Stated problem 1:
Please set down the passage of the campus FAQ from "- How do students" up to and including "high activity times.".
Stated problem 2:
Answer these from the campus FAQ:
(a) Where is Counseling Services located?
(b) How many Allentown Police Department officers patrol with Campus Safety officers during weekends and high activity times?
(c) What color are the Call Boxes that mark the emergency phones?
Stated problem 3:
Continue the campus FAQ from the point where it stops.

Source document:
┌──

Frequently Asked Questions
- Campus Safety
- Counseling Services
- Fraternity & Sorority Life
- Health Services
- Information Technology
- June Advising
- Office of Housing and Residence Life
- What does Campus Safety do?
Campus Safety is the focal point for providing a safe secure College community. Campus Safety is like a small community police department; they operate 24 hours a day, 7 days a week, 365 days a year and coordinate emergency response to any incidents on the campus. Officers are specially trained and patrol the campus by foot, on bicycle, and in vehicles. Students are encouraged to travel in groups; however, Campus Safety does provide an escort to and from academic and residential buildings in the evening.
- How do you provide building safety and security?
All Residence Halls have key card access so that if a student looses his/her card, the College can quickly deactivate it and ensure that security is not jeopardized. All Residence Halls and administrative buildings have fully operational sprinkler systems and hard-wired smoke detectors that ensure prompt alert of all residents for a timely evacuation. In addition, some administrative and academic buildings have closed-circuit television cameras that assist in monitoring access to the buildings and responding to problem situations.
- How do students or others contact Campus Safety?
Students can contact Campus Safety by telephone, computer, or through personal contact. In addition, there are numerous emergency phones at strategic locations around campus that are identified by yellow Call Boxes with blue lights; they allow an individual to alert Campus Safety of a problem situation.
- What are your relationships with local law enforcement agencies?
The College has a long standing and very effective relationship of collaboration with both Allentown Police Department and Allentown Fire Department. We have worked with them on our crisis management plans and they have supported us on emergency situations and routinely assists us with support for major events. In addition, two Allentown Police Department officers patrol with Campus Safety officers in the neighborhood during the weekends and high activity times.
- What happens if a student gets in trouble?
The College understands that young people, often away from home for the first time, experiment both in terms of their beliefs as well as their behaviors. When serious incidents occur, Campus Safety normally conducts an investigation and the incident is adjudicated through the College Judicial System. The sanctions normally include consequences that allow students to learn from his/her experience and change his/her behavior. Selected students have a major role in the College Judicial System and help establish the standards for behavior on our campus.
- When is Counseling Services open, what services are provided, and is there a cost for a counseling session?
Counseling Services is open 8:30 a.m. to 4:30 p.m., Monday through Friday. Appointments may be made by calling or by visiting Counseling Services. There is no cost for counseling at Muhlenberg College.
- Who may receive counseling and where is Counseling Services located?
Counseling Services is located in the Life Sports Center, 2nd floor and offered to any full-time Muhlenberg College day student.
- Why might a student come for counseling?
The majority of students who attend counseling at Muhlenberg College seek help with normal developmental issues regarding relationships with peers, parents, or other adults. Students who struggle with depression, anxiety, eating disorders and/or substance abuse also seek help through Counseling Services.
- What are the most common problems dealt with?

└──

Entries:

┌──

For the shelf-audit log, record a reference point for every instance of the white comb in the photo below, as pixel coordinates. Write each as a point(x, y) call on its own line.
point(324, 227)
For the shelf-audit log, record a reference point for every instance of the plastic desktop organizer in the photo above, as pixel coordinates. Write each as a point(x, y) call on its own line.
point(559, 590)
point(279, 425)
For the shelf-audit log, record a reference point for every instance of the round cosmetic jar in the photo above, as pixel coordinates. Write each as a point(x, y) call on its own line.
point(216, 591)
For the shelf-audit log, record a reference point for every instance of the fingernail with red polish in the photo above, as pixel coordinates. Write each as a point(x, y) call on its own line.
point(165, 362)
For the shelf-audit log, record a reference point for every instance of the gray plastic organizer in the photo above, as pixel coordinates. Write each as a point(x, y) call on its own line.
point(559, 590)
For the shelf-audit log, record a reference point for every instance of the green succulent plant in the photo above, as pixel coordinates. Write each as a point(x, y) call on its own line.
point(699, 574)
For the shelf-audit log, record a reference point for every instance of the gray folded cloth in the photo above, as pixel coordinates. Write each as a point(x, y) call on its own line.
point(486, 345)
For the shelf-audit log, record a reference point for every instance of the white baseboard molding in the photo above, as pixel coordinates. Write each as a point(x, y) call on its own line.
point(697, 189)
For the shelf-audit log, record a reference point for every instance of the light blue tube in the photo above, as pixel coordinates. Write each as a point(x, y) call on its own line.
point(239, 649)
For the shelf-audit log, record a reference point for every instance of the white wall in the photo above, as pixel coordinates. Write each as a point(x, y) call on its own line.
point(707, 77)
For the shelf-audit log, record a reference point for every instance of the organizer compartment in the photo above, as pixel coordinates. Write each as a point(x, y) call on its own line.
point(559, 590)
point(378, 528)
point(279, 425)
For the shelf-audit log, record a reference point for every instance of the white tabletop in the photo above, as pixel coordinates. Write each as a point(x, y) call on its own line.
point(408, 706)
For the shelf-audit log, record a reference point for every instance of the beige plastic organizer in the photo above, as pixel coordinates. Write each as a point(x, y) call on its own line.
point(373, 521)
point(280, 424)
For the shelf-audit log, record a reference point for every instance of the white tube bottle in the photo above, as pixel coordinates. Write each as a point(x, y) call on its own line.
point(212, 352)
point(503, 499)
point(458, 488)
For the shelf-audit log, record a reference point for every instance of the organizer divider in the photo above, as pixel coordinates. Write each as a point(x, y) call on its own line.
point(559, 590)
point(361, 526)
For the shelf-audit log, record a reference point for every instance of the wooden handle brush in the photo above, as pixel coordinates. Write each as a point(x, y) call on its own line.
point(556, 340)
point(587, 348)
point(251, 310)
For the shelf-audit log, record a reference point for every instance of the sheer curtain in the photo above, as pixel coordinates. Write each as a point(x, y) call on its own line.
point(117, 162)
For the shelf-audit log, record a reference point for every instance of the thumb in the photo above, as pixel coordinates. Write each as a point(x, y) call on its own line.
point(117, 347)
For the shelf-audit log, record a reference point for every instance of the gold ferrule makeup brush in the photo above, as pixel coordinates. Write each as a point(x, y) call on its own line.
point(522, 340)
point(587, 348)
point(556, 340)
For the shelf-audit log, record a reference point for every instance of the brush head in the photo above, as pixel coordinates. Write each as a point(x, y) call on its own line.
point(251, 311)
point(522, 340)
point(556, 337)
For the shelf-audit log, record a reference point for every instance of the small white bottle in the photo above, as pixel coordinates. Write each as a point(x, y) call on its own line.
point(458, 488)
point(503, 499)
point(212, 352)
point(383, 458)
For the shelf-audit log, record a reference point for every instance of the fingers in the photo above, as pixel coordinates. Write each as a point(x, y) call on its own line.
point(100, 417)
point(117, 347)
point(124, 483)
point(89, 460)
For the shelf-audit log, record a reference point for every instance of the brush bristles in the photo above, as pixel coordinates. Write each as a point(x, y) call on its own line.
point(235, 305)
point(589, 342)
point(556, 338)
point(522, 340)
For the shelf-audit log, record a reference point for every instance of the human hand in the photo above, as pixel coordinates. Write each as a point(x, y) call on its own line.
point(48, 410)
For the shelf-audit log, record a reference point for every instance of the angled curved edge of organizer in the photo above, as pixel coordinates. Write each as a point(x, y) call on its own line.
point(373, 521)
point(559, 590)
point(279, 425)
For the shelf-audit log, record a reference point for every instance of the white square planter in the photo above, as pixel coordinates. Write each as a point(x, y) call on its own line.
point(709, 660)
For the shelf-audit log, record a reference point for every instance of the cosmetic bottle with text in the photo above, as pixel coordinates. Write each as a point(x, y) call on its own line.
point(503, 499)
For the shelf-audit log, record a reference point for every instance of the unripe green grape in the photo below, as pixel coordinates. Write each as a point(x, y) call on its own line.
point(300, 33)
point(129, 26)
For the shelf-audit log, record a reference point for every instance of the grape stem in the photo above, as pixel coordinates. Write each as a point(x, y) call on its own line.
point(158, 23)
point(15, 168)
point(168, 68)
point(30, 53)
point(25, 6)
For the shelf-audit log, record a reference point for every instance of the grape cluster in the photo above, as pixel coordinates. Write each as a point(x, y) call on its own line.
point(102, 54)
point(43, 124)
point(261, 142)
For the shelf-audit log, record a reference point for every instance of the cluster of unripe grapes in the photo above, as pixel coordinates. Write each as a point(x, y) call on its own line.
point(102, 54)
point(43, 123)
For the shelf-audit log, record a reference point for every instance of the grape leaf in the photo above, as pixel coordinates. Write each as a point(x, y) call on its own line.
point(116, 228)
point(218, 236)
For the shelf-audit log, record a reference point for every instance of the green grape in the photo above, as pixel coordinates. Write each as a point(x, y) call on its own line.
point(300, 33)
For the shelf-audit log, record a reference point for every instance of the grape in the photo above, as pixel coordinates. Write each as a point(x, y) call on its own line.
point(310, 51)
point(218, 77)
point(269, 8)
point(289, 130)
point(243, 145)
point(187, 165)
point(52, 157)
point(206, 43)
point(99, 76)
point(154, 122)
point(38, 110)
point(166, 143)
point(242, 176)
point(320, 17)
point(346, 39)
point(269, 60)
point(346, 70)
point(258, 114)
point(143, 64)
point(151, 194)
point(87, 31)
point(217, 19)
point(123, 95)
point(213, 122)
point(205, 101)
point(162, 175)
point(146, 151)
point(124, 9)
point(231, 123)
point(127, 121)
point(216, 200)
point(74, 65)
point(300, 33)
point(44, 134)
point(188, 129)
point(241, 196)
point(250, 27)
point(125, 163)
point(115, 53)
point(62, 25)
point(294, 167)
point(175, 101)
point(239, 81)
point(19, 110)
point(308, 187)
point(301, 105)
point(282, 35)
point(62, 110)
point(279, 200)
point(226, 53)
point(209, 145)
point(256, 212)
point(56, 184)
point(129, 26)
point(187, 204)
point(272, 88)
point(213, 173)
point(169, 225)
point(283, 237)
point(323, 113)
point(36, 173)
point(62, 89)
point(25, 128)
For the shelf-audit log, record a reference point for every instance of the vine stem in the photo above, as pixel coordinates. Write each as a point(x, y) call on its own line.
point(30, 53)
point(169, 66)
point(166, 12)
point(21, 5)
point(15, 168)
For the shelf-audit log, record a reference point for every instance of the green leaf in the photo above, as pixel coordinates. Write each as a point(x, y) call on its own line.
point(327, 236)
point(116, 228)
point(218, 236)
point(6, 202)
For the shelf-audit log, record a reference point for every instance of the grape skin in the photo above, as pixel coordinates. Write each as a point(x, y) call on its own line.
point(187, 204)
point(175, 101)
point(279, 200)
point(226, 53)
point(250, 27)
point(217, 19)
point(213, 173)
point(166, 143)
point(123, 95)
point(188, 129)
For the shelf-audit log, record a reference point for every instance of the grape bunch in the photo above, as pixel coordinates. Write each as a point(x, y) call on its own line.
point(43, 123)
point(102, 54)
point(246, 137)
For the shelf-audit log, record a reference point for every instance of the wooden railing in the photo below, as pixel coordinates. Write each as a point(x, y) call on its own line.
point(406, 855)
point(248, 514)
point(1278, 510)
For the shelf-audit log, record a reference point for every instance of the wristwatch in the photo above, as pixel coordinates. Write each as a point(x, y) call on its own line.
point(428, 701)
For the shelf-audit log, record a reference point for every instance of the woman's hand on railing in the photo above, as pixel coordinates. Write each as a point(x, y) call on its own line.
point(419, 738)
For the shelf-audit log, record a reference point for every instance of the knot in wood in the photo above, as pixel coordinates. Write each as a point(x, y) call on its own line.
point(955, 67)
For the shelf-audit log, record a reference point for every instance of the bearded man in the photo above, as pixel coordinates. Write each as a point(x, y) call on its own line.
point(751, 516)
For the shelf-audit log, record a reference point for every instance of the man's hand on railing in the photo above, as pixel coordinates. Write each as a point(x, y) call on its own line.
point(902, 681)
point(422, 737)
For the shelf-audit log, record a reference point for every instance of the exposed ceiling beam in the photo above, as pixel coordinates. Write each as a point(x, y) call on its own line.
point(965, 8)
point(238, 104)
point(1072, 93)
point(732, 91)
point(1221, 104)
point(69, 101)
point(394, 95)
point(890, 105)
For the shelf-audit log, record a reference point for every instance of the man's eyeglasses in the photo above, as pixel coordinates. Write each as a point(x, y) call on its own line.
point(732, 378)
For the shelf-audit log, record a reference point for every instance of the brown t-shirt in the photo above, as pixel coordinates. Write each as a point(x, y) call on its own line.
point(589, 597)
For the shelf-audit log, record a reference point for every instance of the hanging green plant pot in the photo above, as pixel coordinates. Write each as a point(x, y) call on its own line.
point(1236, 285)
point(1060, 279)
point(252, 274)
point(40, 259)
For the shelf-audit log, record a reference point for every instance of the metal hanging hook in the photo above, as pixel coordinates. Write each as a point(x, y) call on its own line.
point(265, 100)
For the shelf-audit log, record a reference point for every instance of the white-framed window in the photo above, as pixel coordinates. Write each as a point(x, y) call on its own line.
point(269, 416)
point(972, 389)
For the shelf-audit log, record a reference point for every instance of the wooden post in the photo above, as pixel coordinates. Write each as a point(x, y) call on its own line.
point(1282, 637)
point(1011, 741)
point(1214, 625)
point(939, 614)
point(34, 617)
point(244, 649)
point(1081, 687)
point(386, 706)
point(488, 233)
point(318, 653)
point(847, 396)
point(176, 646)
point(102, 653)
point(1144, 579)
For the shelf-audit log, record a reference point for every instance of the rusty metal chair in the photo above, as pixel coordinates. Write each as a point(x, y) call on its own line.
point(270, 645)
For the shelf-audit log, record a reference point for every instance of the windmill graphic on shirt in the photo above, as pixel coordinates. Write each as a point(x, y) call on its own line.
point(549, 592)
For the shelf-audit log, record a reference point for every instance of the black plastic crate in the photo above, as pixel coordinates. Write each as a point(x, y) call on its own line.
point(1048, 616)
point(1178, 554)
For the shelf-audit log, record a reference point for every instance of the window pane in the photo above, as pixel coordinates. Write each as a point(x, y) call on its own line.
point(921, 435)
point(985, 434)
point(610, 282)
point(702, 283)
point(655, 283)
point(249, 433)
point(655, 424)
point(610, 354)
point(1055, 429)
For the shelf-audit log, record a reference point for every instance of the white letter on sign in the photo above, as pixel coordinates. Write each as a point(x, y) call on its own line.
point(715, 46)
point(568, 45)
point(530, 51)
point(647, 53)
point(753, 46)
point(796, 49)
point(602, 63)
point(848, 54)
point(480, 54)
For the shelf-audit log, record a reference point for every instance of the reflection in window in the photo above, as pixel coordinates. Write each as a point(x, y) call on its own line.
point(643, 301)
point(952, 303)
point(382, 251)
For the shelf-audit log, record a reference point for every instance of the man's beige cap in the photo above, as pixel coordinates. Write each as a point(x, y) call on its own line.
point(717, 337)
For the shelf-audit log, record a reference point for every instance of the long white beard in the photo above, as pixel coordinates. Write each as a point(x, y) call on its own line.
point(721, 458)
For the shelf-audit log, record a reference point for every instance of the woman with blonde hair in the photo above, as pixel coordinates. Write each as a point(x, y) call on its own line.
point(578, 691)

└──

Written response 1:
- How do students or others contact Campus Safety?
Students can contact Campus Safety by telephone, computer, or through personal contact. In addition, there are numerous emergency phones at strategic locations around campus that are identified by yellow Call Boxes with blue lights; they allow an individual to alert Campus Safety of a problem situation.
- What are your relationships with local law enforcement agencies?
The College has a long standing and very effective relationship of collaboration with both Allentown Police Department and Allentown Fire Department. We have worked with them on our crisis management plans and they have supported us on emergency situations and routinely assists us with support for major events. In addition, two Allentown Police Department officers patrol with Campus Safety officers in the neighborhood during the weekends and high activity times.

Written response 2:
(a) In the Life Sports Center, 2nd floor.
(b) Two.
(c) Yellow, with blue lights.

Written response 3:
The most common problems dealt with at Counseling Services are interpersonal relationship issues and the normal developmental issues of leaving home, adjusting to college, and preparing to leave college. Other issues frequently dealt with at Counseling Services include self-esteem, drug and alcohol use, anxiety, and depression.
- Are student comments or records shared with Muhlenberg College staff?
Students’ comments and records are confidential and are not shared with any non-counseling Muhlenberg College staff except in specific instances, including when the student is of danger to self or a danger to others, and when a student signs a written request that his/her records be shared verbally or in writing with other Muhlenberg College staff.
- Will parents know if a student attends counseling?
Parents are not informed if the student is attending counseling unless the student wishes them to be informed or if the student is considered to be a danger to self or others.
- May a parent call Counseling Services?
A parent may always call Counseling Services to report their concerns or provide further information regarding a student. However, the counselor will not share counseling information or attendance at counseling sessions with a parent without the explicit permission of the student.
- What chapters are present at Muhlenberg?
The current fraternity & sorority community is comprised of five women’s fraternities and sororities and three men’s fraternities. All eight organizations are affiliated with a national or international headquarters. This is important as the local chapter is able to receive direction and support from the headquarters and members become part of a vast network of brothers or sisters across the country.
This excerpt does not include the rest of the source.